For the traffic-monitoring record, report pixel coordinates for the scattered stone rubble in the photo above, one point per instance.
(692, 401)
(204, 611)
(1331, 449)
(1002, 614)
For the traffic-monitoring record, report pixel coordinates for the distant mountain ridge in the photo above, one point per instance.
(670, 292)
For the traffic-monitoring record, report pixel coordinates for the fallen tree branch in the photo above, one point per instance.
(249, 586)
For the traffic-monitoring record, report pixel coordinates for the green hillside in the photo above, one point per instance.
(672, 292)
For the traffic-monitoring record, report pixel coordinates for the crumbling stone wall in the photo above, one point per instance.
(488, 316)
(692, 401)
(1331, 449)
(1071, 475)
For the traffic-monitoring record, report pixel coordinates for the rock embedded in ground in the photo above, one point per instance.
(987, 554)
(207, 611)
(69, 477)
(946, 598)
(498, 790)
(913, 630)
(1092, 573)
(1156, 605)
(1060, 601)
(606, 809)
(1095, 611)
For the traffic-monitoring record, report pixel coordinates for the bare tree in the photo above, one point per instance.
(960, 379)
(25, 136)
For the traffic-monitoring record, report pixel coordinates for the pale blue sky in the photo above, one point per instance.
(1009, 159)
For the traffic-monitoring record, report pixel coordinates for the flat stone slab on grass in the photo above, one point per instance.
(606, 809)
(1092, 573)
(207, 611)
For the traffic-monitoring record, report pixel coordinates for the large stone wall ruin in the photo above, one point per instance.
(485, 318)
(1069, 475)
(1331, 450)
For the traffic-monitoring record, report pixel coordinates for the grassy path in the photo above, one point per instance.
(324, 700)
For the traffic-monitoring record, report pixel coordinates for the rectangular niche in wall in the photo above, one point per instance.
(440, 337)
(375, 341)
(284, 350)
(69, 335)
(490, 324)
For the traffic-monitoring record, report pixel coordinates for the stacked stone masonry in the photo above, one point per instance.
◇ ◇ ◇ ◇ ◇
_Written exercise_
Rewrite all the material above, putting "site-survey" wherever "traffic-monitoring" appears and keeping everything else the same.

_The completed task_
For the site-survey record, report pixel coordinates for the scattered stone rubble in the photo above, one point per instance.
(692, 401)
(204, 611)
(1331, 449)
(1002, 614)
For the site-survey record, report pixel coordinates for the distant mountain ridge in the photo above, one point per instance.
(670, 292)
For the site-survey record, report pixel coordinates for the fallen tree branch in the photo above, one point per instance.
(249, 586)
For the site-survey record, report pixel coordinates for the green hillside in the photo above, one point per instance.
(672, 292)
For the site-survey record, report pixel coordinates for the crumbling stone wall in the photo above, one point per instance.
(488, 316)
(692, 401)
(1331, 449)
(1071, 475)
For the site-survey record, report pixel coordinates for the rock embedded in ground in the photo above, one point per instance.
(987, 554)
(207, 611)
(69, 477)
(946, 598)
(498, 790)
(913, 630)
(1092, 573)
(1156, 605)
(1060, 601)
(606, 809)
(1095, 611)
For the site-survey record, report pixel coordinates for the bare tree in the photo above, one point per instance.
(960, 379)
(25, 136)
For the site-survey record, report pixel coordinates for the pale blue sky in the photo above, one point per instance.
(1009, 159)
For the site-survey record, report pixel coordinates for the flat stone slab on grass in the photo above, one point per instance.
(606, 809)
(1092, 573)
(207, 611)
For the site-survey record, report pixel coordinates for the large stone wall ruin in the photo above, one point per instance.
(485, 318)
(1069, 475)
(1331, 450)
For the site-survey record, report pixel coordinates for the grassy path in the photo above, one point per instance.
(324, 700)
For the site-survey record, report pixel coordinates for the rectangular niche in wall in the photo above, one point per instance.
(440, 337)
(375, 341)
(284, 350)
(69, 335)
(490, 324)
For the site-survey record, report pixel coordinates for the stacked stone masonry in the photo above, one point per instance.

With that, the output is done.